# Your instructions:
The expected output is every entry below, exact in every character.

Dataset items:
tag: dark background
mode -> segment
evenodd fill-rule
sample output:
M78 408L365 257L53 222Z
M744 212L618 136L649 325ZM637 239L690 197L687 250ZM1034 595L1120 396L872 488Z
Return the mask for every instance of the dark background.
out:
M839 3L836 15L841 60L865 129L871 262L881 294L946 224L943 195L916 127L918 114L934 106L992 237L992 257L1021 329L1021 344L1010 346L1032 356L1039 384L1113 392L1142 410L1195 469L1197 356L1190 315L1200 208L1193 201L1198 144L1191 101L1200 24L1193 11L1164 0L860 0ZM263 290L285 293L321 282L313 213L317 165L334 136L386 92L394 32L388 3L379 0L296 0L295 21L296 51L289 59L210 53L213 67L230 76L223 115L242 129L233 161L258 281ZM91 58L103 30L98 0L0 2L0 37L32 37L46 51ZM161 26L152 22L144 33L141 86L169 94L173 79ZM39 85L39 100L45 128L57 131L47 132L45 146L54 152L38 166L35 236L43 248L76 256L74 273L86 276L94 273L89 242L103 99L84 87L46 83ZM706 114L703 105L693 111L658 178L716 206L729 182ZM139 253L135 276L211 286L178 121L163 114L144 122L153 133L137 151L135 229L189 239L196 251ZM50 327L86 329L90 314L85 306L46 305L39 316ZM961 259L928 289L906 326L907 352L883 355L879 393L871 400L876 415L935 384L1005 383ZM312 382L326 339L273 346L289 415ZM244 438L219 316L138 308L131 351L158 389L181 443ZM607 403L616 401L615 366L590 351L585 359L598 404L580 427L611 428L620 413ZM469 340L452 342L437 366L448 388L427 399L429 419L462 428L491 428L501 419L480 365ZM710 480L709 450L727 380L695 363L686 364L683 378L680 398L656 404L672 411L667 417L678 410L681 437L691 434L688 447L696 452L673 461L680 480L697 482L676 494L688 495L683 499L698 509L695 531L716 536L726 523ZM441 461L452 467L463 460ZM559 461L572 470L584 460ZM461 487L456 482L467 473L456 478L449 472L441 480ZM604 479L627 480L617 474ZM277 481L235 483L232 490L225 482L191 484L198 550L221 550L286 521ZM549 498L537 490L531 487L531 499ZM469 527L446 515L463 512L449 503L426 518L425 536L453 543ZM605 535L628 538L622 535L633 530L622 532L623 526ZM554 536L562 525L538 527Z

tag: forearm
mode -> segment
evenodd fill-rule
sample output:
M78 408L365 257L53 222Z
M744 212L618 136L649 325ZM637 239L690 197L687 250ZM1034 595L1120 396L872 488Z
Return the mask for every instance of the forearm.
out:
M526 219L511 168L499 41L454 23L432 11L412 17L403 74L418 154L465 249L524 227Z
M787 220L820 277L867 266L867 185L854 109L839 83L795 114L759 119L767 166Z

# Output of the task:
tag: dark background
mode -> segment
evenodd fill-rule
sample output:
M78 408L365 257L53 222Z
M744 212L618 136L649 325ZM637 239L690 197L687 250ZM1034 595L1120 396L872 488Z
Return the mask for every instance of the dark background.
out:
M839 3L836 15L841 60L865 129L871 262L881 294L946 224L943 195L916 127L918 114L934 106L992 237L992 257L1021 329L1021 344L1010 346L1032 356L1039 384L1113 392L1142 410L1195 469L1197 356L1190 315L1200 208L1193 201L1198 144L1191 101L1200 24L1193 11L1164 0L860 0ZM263 290L285 293L321 282L313 213L317 165L334 136L386 92L394 32L388 3L379 0L296 0L295 21L296 51L289 59L210 53L213 67L230 76L223 115L242 129L233 161L258 281ZM91 58L103 30L98 0L0 2L0 37L32 37L46 51ZM161 26L152 22L144 33L141 86L169 94L173 79ZM39 85L39 100L45 128L57 131L47 132L45 146L54 152L38 166L35 236L43 248L76 256L74 273L86 276L94 273L89 242L103 99L84 87L46 83ZM706 114L703 105L693 111L658 178L716 206L729 182ZM139 253L135 276L211 286L178 121L163 114L144 122L153 133L137 151L135 229L189 239L196 251ZM50 327L86 329L90 314L85 306L46 305L39 316ZM961 259L928 289L906 326L907 352L883 355L879 393L871 400L876 415L935 384L1005 383ZM312 382L326 339L273 346L289 415ZM244 438L219 316L138 308L131 351L158 389L181 443ZM607 403L616 401L615 366L590 351L585 359L598 404L580 427L611 428L620 413ZM469 340L452 342L437 366L448 388L427 399L429 419L462 428L491 428L501 419L480 365ZM710 480L709 450L727 380L695 363L686 364L683 378L680 398L656 404L672 411L667 417L678 410L681 437L691 434L688 447L696 452L673 461L680 480L697 482L676 494L688 495L683 499L698 509L695 531L716 536L726 523ZM441 461L452 467L463 460ZM559 461L572 470L584 460ZM461 487L456 482L467 473L456 478L449 472L441 480ZM604 479L627 480L617 474ZM277 481L235 483L232 490L225 482L191 484L198 550L221 550L286 521ZM549 498L537 490L531 487L531 499ZM469 527L446 515L463 512L449 503L426 518L425 536L453 543ZM605 535L628 538L622 535L633 530L622 532L623 526ZM554 536L562 525L538 527Z

tag: forearm
mode -> segment
evenodd fill-rule
sample output:
M78 408L365 257L53 222Z
M744 212L618 136L649 325ZM637 239L690 197L687 250ZM1034 595L1120 396L872 488Z
Return the mask for every instance of the forearm.
out:
M526 219L511 168L499 41L454 23L432 11L412 17L403 74L418 154L465 249L524 227Z
M787 220L820 277L867 266L867 185L854 109L839 83L795 114L759 119L767 166Z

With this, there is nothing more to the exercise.